▼

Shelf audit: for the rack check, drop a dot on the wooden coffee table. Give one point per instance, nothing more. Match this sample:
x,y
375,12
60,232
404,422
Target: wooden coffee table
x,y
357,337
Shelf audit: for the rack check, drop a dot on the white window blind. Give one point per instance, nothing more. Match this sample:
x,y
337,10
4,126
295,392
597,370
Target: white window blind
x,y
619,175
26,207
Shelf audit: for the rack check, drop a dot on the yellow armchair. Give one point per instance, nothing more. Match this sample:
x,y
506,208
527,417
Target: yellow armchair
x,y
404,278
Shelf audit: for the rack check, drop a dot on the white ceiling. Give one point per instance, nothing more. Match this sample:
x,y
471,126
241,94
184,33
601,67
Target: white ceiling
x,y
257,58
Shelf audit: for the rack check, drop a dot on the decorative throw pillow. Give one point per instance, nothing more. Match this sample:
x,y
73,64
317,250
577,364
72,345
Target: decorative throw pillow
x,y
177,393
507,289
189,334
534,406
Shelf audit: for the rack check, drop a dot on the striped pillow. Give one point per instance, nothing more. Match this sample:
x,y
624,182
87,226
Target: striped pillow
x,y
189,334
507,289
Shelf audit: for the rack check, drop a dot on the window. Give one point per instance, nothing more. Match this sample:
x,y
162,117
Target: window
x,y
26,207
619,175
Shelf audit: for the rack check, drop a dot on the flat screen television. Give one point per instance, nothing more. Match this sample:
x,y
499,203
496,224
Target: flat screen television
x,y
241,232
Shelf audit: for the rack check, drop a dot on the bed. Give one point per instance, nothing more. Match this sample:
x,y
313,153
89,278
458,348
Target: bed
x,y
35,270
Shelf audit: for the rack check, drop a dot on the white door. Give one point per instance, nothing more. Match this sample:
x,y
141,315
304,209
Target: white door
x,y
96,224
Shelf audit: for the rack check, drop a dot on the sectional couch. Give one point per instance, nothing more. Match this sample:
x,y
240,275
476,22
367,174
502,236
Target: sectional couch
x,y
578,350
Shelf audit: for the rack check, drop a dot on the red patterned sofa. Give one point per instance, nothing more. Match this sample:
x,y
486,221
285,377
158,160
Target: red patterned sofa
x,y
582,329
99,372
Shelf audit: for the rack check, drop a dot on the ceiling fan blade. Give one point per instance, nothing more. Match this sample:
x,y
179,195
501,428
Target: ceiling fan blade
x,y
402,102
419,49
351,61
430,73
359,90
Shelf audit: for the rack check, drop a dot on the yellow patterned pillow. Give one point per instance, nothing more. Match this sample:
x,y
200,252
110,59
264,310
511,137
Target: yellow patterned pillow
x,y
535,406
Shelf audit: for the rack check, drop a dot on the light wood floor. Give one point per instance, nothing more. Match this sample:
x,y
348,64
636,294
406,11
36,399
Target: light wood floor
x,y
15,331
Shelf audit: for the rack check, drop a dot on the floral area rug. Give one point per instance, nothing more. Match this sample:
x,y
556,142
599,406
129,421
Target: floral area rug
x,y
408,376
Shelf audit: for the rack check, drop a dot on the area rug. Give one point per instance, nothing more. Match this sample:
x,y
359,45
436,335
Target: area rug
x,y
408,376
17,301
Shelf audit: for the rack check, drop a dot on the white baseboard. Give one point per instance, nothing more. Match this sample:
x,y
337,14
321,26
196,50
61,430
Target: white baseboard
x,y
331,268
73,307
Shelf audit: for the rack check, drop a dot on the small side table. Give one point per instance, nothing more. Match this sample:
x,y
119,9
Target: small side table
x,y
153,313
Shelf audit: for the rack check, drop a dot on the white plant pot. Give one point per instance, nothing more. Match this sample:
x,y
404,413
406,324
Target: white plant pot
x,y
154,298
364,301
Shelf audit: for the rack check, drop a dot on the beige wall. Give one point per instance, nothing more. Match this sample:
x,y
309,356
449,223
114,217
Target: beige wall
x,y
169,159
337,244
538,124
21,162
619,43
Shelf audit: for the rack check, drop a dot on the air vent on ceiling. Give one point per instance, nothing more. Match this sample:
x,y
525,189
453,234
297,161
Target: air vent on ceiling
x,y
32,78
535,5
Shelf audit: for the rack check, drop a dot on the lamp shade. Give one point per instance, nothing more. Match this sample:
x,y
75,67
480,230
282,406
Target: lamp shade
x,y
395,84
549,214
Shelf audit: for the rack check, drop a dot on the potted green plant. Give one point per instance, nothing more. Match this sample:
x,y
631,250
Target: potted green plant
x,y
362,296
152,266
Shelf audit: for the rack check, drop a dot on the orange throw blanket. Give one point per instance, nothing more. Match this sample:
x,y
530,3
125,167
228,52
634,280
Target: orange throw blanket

▲

### What you need to do
Take the listing above and set it down exactly.

### Correct response
Shelf audit: for the rack check, drop a dot on the wooden coffee table. Give one point per instance, nothing more. Match this sample:
x,y
375,12
60,232
404,422
Target: wooden coffee table
x,y
357,337
Shelf audit: for the rack check, drop a dot on the white window blind. Give one point per instance, nothing more. Match this sample:
x,y
337,10
4,126
295,392
597,370
Target: white window blind
x,y
619,175
26,207
Shelf audit: for the rack check, drop a dot on the yellow armchair. Give one point per instance, nothing more. Match this sample:
x,y
506,208
527,417
Target: yellow armchair
x,y
404,278
Shelf audit: for the rack check, drop a dot on the white ceiling. Give one point per instance, nothing more. Match this sample:
x,y
471,126
241,94
184,33
601,67
Target: white ceiling
x,y
257,58
Shelf audit: for the rack check, drop a dot on the decorative throw pillow. Give one point per instance, nothing more. Match this sample:
x,y
73,64
317,250
577,364
72,345
Target: decorative throw pillow
x,y
177,393
507,289
189,334
534,406
Shelf audit: for the rack check, drop a dot on the striped pillow. Give one point per instance, nothing more. Match this sample:
x,y
624,182
87,226
Target: striped pillow
x,y
189,334
507,289
Shelf audit: for the rack check, drop a dot on the window. Give one point per instance, nothing more. Match this sample:
x,y
162,117
Target: window
x,y
26,207
619,175
Shelf audit: for the rack check, drop a dot on the flat screen television. Give one point per instance, nothing more. Match this sample:
x,y
499,203
496,224
Target: flat screen television
x,y
241,232
Shelf audit: for the rack check, drop a dot on the bed. Give one point per instance, nothing more. Match this sample:
x,y
313,153
89,278
458,348
Target: bed
x,y
35,270
Shelf audit: for the rack check, drop a dot on the white door. Give one point per instance, nothing more. Match this sample:
x,y
141,315
304,209
Target: white door
x,y
96,224
Shelf audit: for the rack check, drop a dot on the sectional couch. Give one point per instance, nothing more. Match this sample:
x,y
240,275
476,22
367,174
502,236
Target: sectional couch
x,y
578,350
Shelf audit: for the rack check, drop a dot on the red patterned sofa. Give one point per instance, nothing more. Match this sample:
x,y
486,221
285,377
158,160
Target: red patterned sofa
x,y
582,329
99,372
Shelf audit: for the rack check, drop a dot on the ceiling fan blade. Give one point per instance, nothing more. Match this sample:
x,y
179,195
501,428
Target: ceiling fan blade
x,y
402,102
419,49
351,61
430,73
359,90
Shelf audit: for the rack check, drop a dot on the yellow patterned pillow. Give one point per instance, nothing more. Match this sample:
x,y
200,252
110,59
264,310
511,137
Target: yellow patterned pillow
x,y
535,406
Shelf audit: for the rack check, drop a dot on the light wood floor. Give one point per instance, nothing more. Match this sample:
x,y
348,64
636,294
406,11
36,399
Target: light wood floor
x,y
15,331
Shelf audit: for the rack check, drop a dot on the floral area rug. Give one point per instance, nothing more. Match this sample:
x,y
556,142
599,406
129,421
Target: floral area rug
x,y
408,376
Shelf audit: for the rack check, drop a dot on the area rug. Give one point per instance, nothing more. Match this sample:
x,y
359,45
436,335
Target: area rug
x,y
408,376
17,301
Shelf audit: for the rack check, drop a dot on the white baseboard. Give one point per instance, nothing more. Match this sample:
x,y
337,14
321,26
196,50
61,430
Target: white baseboard
x,y
331,268
73,307
Shelf audit: for the rack check, drop a dot on the small side table. Give one point per instance, nothing more. Match this sample:
x,y
119,9
Target: small side table
x,y
153,313
Shelf audit: for the rack check, drop a dot on the white plant pot. Give one point per instance, nothing more. Match this sample:
x,y
404,413
406,324
Target: white plant pot
x,y
154,298
364,301
Shelf audit: for the rack check, drop a dot on the beige wall. Give one point per instance, nothing more. Match this sample:
x,y
309,356
449,223
114,217
Target: beige wall
x,y
169,159
337,244
538,124
21,162
619,43
Shelf audit: for the rack check, drop a dot on the air vent on ceiling. Give one point per instance, nothing more. Match this sample:
x,y
525,189
453,234
297,161
Target: air vent on ceiling
x,y
32,78
535,5
Shelf audit: for the rack check, drop a dot on the lamp shade. Give one point per instance, nothing more. Match this sample:
x,y
75,67
480,230
282,406
Target: lamp shade
x,y
395,84
549,214
Shelf audit: for the rack check, drop a dot on the potted green plant. Give one point per instance, nothing more. Match this sample:
x,y
631,250
Target: potted green plant
x,y
362,296
152,266
Shelf audit: for the rack check, drop a dot on the orange throw blanket. Give one point per instance, nothing more. Match this sample:
x,y
530,3
125,167
228,52
634,280
Target: orange throw blanket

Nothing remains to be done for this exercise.